__GIVEN EXERCISE__
Are you able to quote each entry exactly as written?

»»

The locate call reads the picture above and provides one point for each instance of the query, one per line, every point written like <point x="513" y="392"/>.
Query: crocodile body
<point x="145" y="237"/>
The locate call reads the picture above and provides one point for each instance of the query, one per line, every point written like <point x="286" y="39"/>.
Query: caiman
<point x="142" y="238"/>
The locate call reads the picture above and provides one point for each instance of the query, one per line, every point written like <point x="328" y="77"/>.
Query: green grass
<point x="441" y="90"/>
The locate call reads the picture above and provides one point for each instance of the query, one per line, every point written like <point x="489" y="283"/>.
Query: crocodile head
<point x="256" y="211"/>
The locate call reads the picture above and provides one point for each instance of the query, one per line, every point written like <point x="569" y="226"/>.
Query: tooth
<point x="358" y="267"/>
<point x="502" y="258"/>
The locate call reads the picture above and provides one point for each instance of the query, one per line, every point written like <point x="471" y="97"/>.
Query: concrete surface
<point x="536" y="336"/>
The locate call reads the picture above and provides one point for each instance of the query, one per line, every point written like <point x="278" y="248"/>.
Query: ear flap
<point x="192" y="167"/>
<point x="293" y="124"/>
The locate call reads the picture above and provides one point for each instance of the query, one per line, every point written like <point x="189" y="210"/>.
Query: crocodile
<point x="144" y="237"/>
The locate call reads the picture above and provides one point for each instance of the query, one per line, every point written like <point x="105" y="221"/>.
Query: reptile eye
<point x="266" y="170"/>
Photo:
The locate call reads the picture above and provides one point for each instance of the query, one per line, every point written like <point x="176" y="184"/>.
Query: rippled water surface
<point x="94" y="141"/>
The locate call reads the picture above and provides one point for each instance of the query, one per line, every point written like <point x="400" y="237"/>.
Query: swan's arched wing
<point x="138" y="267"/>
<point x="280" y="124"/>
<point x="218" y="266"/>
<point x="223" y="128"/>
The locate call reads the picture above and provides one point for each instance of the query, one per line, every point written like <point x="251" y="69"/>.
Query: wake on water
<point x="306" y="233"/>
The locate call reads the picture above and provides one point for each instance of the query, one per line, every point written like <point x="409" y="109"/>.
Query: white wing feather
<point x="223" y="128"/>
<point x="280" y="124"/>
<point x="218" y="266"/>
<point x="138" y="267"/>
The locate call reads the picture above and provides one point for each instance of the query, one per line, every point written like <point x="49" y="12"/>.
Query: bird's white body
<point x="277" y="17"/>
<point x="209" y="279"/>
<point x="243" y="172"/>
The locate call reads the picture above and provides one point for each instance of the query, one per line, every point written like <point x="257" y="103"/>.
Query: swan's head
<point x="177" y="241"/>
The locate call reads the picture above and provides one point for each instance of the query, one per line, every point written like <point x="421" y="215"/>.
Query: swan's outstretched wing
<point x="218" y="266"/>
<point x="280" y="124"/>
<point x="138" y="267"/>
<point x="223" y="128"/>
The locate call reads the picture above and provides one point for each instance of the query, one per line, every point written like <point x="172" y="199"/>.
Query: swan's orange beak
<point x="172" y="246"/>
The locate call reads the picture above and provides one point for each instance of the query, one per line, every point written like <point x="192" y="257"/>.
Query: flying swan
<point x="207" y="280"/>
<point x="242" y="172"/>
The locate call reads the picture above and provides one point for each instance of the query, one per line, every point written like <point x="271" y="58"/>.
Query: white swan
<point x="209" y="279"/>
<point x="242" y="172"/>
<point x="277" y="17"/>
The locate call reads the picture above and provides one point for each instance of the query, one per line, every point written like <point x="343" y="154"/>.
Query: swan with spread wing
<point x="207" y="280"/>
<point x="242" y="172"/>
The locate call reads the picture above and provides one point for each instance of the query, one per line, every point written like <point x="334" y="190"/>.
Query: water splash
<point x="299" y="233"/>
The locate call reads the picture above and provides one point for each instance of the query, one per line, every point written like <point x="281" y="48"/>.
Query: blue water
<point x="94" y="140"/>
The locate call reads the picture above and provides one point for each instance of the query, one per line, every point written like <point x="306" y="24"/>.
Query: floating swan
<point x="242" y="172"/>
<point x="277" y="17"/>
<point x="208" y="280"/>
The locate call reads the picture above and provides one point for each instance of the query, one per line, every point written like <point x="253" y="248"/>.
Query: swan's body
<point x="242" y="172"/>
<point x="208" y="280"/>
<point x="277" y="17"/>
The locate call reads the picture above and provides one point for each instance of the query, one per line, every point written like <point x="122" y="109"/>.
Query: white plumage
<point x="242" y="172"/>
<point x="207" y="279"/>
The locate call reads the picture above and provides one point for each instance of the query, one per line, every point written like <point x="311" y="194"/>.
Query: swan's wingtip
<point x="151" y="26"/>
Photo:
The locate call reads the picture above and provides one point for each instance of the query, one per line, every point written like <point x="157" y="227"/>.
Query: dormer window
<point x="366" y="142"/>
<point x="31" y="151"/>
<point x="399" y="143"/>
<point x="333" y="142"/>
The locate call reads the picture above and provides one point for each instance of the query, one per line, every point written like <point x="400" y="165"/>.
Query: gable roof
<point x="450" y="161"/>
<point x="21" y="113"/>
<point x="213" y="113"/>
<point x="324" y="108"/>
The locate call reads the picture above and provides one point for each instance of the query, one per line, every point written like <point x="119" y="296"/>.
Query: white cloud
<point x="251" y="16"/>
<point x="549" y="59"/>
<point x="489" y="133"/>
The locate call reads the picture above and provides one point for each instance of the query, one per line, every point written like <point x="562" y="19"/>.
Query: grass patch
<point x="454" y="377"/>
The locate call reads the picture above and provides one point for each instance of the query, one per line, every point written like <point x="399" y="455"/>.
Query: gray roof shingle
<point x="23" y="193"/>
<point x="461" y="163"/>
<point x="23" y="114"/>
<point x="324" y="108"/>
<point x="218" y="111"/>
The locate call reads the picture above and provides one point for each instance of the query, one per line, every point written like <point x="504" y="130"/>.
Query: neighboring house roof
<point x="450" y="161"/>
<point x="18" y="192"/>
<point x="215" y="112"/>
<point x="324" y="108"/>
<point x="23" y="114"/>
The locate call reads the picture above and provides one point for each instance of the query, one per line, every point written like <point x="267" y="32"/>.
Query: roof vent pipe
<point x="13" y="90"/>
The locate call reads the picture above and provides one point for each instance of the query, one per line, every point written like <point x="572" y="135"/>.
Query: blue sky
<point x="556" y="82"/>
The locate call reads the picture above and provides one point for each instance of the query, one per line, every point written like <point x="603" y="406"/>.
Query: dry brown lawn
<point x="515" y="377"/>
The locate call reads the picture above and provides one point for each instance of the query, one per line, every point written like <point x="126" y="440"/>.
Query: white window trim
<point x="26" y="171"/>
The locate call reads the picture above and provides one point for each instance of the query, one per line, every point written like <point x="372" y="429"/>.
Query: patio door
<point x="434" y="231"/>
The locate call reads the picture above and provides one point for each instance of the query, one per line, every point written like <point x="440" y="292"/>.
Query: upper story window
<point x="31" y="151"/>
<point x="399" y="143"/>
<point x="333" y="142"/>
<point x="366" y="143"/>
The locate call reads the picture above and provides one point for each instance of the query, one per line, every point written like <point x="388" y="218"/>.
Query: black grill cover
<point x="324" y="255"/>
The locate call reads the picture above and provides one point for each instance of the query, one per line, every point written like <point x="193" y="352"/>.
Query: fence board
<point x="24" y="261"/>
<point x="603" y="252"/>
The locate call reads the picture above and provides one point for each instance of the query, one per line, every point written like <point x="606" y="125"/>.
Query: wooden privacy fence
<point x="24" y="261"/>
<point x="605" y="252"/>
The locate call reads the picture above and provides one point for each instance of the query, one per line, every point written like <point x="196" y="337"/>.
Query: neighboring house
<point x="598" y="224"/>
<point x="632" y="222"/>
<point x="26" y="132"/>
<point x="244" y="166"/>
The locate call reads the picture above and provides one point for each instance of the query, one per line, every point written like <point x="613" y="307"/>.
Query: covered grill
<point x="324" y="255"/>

««

__SOLUTION__
The locate call reads the picture above and provides one point for each instance of the query, one per line, every point written like <point x="513" y="392"/>.
Query: crocodile body
<point x="145" y="237"/>
The locate call reads the picture above and provides one point for each instance of the query, one per line, every point written like <point x="286" y="39"/>.
Query: caiman
<point x="142" y="238"/>
The locate call reads the picture above and provides one point for each instance of the query, one per line, every point written like <point x="328" y="77"/>.
Query: green grass
<point x="441" y="90"/>
The locate call reads the picture above and provides one point for each instance of the query, one per line, every point written like <point x="489" y="283"/>.
Query: crocodile head
<point x="256" y="211"/>
The locate call reads the picture above and provides one point for each instance of the query, one per line, every point written like <point x="569" y="226"/>.
Query: tooth
<point x="358" y="267"/>
<point x="502" y="258"/>
The locate call reads the picture above and provides one point for each instance of the query, one per line, every point written like <point x="471" y="97"/>.
Query: concrete surface
<point x="536" y="336"/>
The locate call reads the picture above and provides one point for each instance of the query, one per line, every point written like <point x="278" y="248"/>.
Query: ear flap
<point x="192" y="167"/>
<point x="293" y="124"/>
The locate call reads the picture above and provides one point for each instance of the query, one per line, every point written like <point x="189" y="210"/>.
Query: crocodile
<point x="144" y="237"/>
The locate call reads the picture above and provides one point for each instance of the query, one per line, every point written like <point x="105" y="221"/>.
Query: reptile eye
<point x="266" y="170"/>
Photo:
The locate call reads the picture above and provides one point for each instance of the query, one per line, every point written like <point x="176" y="184"/>.
Query: rippled water surface
<point x="94" y="141"/>
The locate call reads the picture above and provides one point for each instance of the query, one per line, every point written like <point x="400" y="237"/>.
Query: swan's arched wing
<point x="138" y="267"/>
<point x="280" y="124"/>
<point x="218" y="266"/>
<point x="223" y="128"/>
The locate call reads the picture above and provides one point for each instance of the query, one per line, every point written like <point x="251" y="69"/>.
Query: wake on water
<point x="306" y="233"/>
The locate call reads the picture above and provides one point for each instance of the query, one per line, every point written like <point x="409" y="109"/>.
Query: white wing feather
<point x="223" y="128"/>
<point x="280" y="124"/>
<point x="218" y="266"/>
<point x="138" y="267"/>
The locate call reads the picture above and provides one point for each instance of the query, one per line, every point written like <point x="49" y="12"/>.
Query: bird's white body
<point x="277" y="17"/>
<point x="209" y="279"/>
<point x="243" y="172"/>
The locate call reads the picture above and provides one point for each instance of the query, one per line, every point written like <point x="257" y="103"/>.
Query: swan's head
<point x="177" y="241"/>
The locate call reads the picture above and provides one point for each instance of the query, one per line, every point written like <point x="421" y="215"/>.
Query: swan's outstretched wing
<point x="218" y="266"/>
<point x="280" y="124"/>
<point x="138" y="267"/>
<point x="223" y="128"/>
The locate call reads the picture above and provides one point for each instance of the query, one per line, every point written like <point x="172" y="199"/>.
Query: swan's orange beak
<point x="172" y="246"/>
The locate call reads the picture above and provides one point for each instance of the query, one per line, every point written like <point x="192" y="257"/>.
Query: flying swan
<point x="207" y="280"/>
<point x="242" y="172"/>
The locate call reads the picture above and provides one point for each instance of the query, one per line, every point written like <point x="271" y="58"/>.
Query: white swan
<point x="209" y="279"/>
<point x="242" y="172"/>
<point x="277" y="17"/>
The locate call reads the picture above and provides one point for each instance of the query, one per line, every point written like <point x="343" y="154"/>.
Query: swan with spread wing
<point x="207" y="280"/>
<point x="242" y="172"/>
The locate call reads the picture above and provides one point for each instance of the query, one per line, every point written like <point x="334" y="190"/>.
Query: water splash
<point x="299" y="233"/>
The locate call reads the picture above and provides one point for each instance of the query, one per line, every point written like <point x="281" y="48"/>.
Query: blue water
<point x="94" y="140"/>
The locate call reads the picture above and provides one point for each instance of the query, one per line, every point written like <point x="306" y="24"/>.
Query: floating swan
<point x="242" y="172"/>
<point x="277" y="17"/>
<point x="208" y="280"/>
The locate call reads the picture above and provides one point for each instance of the query, one per line, every point written like <point x="253" y="248"/>.
Query: swan's body
<point x="242" y="172"/>
<point x="208" y="280"/>
<point x="277" y="17"/>
The locate call reads the picture above and provides one point for each instance of the query, one per line, every point written like <point x="122" y="109"/>.
Query: white plumage
<point x="242" y="172"/>
<point x="207" y="279"/>
The locate call reads the picture above and provides one point for each instance of the query, one per line, every point written like <point x="311" y="194"/>.
Query: swan's wingtip
<point x="151" y="26"/>
Photo:
The locate call reads the picture above and provides one point for each instance of the query, one per line, every point written like <point x="157" y="227"/>.
Query: dormer window
<point x="366" y="142"/>
<point x="31" y="151"/>
<point x="399" y="143"/>
<point x="333" y="142"/>
The locate call reads the picture above and provides one point for each instance of the query, one per line, every point written like <point x="400" y="165"/>.
Query: gable roof
<point x="450" y="161"/>
<point x="21" y="113"/>
<point x="213" y="113"/>
<point x="324" y="108"/>
The locate call reads the picture above and provides one point for each instance of the query, one per line, every point written like <point x="119" y="296"/>.
Query: white cloud
<point x="251" y="16"/>
<point x="549" y="59"/>
<point x="489" y="133"/>
The locate call reads the picture above and provides one point for each instance of the query, one per line, every point written like <point x="562" y="19"/>.
Query: grass patch
<point x="454" y="377"/>
The locate call reads the picture above and provides one point for each instance of the query, one per line, every point written like <point x="399" y="455"/>.
Query: gray roof shingle
<point x="23" y="193"/>
<point x="461" y="163"/>
<point x="23" y="114"/>
<point x="324" y="108"/>
<point x="218" y="111"/>
The locate call reads the picture above and provides one point for each instance of the query, one per line, every point written like <point x="504" y="130"/>.
Query: neighboring house roof
<point x="450" y="161"/>
<point x="18" y="192"/>
<point x="215" y="112"/>
<point x="324" y="108"/>
<point x="23" y="114"/>
The locate call reads the picture above and provides one point for each instance of the query, one per line, every point written like <point x="267" y="32"/>.
Query: roof vent pipe
<point x="13" y="90"/>
The locate call reads the picture above and provides one point for each instance of the query, one per line, every point written like <point x="572" y="135"/>.
Query: blue sky
<point x="556" y="82"/>
The locate call reads the picture above and provides one point for each instance of the query, one per line, every point written like <point x="603" y="406"/>.
Query: dry brown lawn
<point x="515" y="377"/>
The locate call reads the picture above and provides one point for each instance of the query, one per line, every point written like <point x="126" y="440"/>.
Query: white window trim
<point x="26" y="171"/>
The locate call reads the picture above and provides one point for each instance of the query, one per line, every point written like <point x="372" y="429"/>.
Query: patio door
<point x="434" y="231"/>
The locate call reads the picture above and provides one point for each instance of the query, one per line, every point written like <point x="440" y="292"/>.
Query: upper story window
<point x="31" y="151"/>
<point x="399" y="143"/>
<point x="333" y="142"/>
<point x="366" y="143"/>
The locate call reads the picture above and provides one point for each instance of the query, one per line, every point written like <point x="388" y="218"/>.
Query: black grill cover
<point x="324" y="255"/>
The locate call reads the picture above and provides one point for each instance of the query, one per line, every point written like <point x="193" y="352"/>.
Query: fence board
<point x="24" y="261"/>
<point x="603" y="252"/>
The locate call reads the picture above and provides one point for each instance of the query, one per line, every point written like <point x="606" y="125"/>.
Query: wooden privacy fence
<point x="24" y="261"/>
<point x="605" y="252"/>
The locate call reads the picture above and provides one point for each instance of the query, one per line, every point written like <point x="196" y="337"/>.
Query: neighboring house
<point x="598" y="224"/>
<point x="632" y="222"/>
<point x="26" y="132"/>
<point x="244" y="166"/>
The locate call reads the picture above and provides one point for each instance of the query, one per line, every point written like <point x="613" y="307"/>.
Query: covered grill
<point x="324" y="255"/>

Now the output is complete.